_SELECTED PASSAGE_
— Start —
VST2 doesn't support window-resizing. vst3 does!


----------



## AR (Feb 1, 2009)

I'd like to have full 64-bit support and unlimited RAM access (which was announced already for the K 3.5 Update).

Then whatelse I'd like to have (but not necessarily): How much RAM I can adress to each opened .nki program. (Similar to changing voices per instance.)

Greets
AR


----------



## steff3 (Feb 1, 2009)

Select zone and edit their sample params together - directly, without going forth and back and so on ....

better access to params of a voice instead of only to groups from scripts ...

ability to change the color of columns of a table in real time (script) ....

for script ui-elements (knobs and tables) - an update on mouse button up instead of on change .... 

best


----------



## Andreas Moisa (Feb 1, 2009)

I'd like to organize all my Kontakt Libraries in the way it's done in the Kontakt Player. The Kontakt Player Browser feature is coming in 3.5 and i hope it's possible to organize also non K2Player-Libraries the same way. So cool browsing features are on my wish list


----------



## gsilbers (Feb 4, 2009)
— End —
_PROVIDED DATA_
— Start —
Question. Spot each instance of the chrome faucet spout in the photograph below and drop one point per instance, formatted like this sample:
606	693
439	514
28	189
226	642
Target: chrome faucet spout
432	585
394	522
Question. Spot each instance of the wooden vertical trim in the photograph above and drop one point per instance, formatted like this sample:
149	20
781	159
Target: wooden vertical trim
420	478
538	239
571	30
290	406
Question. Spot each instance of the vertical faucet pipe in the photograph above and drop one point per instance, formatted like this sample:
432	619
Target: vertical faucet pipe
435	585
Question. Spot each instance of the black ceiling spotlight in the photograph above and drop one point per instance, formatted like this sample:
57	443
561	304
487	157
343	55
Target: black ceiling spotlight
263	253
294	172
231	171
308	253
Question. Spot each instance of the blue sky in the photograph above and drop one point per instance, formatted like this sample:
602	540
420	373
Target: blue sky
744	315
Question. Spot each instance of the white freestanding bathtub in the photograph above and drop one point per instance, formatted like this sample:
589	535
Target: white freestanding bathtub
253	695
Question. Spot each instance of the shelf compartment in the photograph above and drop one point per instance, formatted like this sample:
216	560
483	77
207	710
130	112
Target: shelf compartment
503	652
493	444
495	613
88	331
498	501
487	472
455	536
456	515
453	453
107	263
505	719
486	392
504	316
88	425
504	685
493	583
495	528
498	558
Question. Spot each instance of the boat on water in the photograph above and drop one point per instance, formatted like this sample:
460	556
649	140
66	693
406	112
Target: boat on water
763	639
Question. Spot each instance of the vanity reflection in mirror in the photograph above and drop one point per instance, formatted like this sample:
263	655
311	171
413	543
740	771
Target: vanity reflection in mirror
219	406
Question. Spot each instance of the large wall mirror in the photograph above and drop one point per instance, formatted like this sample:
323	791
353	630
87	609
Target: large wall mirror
— End —
_COMPLETE THE FOLLOWING_
1) Decide whether each statement below agrees with the forum thread. For each, answer yes or no and quote the words of the thread that decide it.
(a) AR states that unlimited RAM access was already announced for the K 3.5 Update.
(b) steff3 wants script knobs and tables to update on change rather than on mouse button up.
(c) Andreas Moisa states that the Kontakt Player Browser feature is coming in 3.5.
2) Answer these questions from the forum thread.
(a) According to the opening line, which plugin format supports window-resizing?
(b) To what does AR compare assigning RAM to each opened .nki program?
(c) What does steff3 want to be able to change in real time by script?
3) Extend the forum thread with the next part, beginning after its last line.

_RESULTS_
1)
(a) Yes: "unlimited RAM access (which was announced already for the K 3.5 Update)"
(b) No: "an update on mouse button up instead of on change"
(c) Yes: "The Kontakt Player Browser feature is coming in 3.5"

2)
(a) VST3
(b) Changing voices per instance
(c) The color of columns of a table

3)
Angel @ Sun Feb 01 said:


> gsilbers @ Sat Jan 31 said:
> 
> 
> > re-sizable windows, damn those menus are small!
> ...



AU for me


----------



## paoling (Feb 22, 2009)

The possibility to move instruments directly into banks, without the need to save them and import by browser. 

A way, maybe it exists already, to move an instrument freely between the 4 pages of 16 instruments, in standalone mode.


----------



## MaraschinoMusic (Feb 22, 2009)

Fix the "missing samples" bug...


----------



## Nickie Fønshauge (Feb 23, 2009)

As usual: script access to Aftertouch. But, I'm afraid that would require a miracle.


----------



## Justus (Feb 23, 2009)

Drag and drop a patch over an open patch.
It's annoying that you have to close the patch you want to replace first.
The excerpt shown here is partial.